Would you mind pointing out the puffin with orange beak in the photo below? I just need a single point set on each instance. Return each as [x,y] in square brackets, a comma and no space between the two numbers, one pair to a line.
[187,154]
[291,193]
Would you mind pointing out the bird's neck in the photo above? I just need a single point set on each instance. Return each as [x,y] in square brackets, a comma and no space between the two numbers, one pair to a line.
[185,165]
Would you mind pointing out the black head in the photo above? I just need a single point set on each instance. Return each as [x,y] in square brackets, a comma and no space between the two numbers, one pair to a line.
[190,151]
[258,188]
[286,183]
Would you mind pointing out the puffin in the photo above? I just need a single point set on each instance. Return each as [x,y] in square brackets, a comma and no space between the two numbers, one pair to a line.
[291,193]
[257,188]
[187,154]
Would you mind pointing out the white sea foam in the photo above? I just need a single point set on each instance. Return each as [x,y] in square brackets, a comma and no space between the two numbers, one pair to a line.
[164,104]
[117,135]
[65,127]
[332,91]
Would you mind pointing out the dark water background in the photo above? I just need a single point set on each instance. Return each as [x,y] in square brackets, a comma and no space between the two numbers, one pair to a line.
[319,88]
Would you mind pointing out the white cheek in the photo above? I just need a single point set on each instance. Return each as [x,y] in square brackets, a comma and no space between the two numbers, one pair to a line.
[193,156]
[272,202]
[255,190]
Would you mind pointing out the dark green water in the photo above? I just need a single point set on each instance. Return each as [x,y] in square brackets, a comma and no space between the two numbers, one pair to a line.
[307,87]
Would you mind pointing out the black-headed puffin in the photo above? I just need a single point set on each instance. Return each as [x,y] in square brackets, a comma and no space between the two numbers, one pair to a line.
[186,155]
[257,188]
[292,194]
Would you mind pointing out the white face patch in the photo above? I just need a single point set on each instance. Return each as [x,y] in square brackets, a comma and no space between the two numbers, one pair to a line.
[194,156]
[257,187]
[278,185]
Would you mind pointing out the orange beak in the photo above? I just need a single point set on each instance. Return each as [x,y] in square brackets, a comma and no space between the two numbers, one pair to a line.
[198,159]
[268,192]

★ ★ ★ ★ ★

Written request: Reproduce word for word the stretch of rows from the line containing "Would you mind pointing out the orange" through the end of the rows.

The reply:
Would you mind pointing out the orange beak in the photo above? I just need a single point set on each instance. Return each as [x,y] in square brackets, a comma and no space between the two numbers, one pair to a line.
[198,159]
[268,192]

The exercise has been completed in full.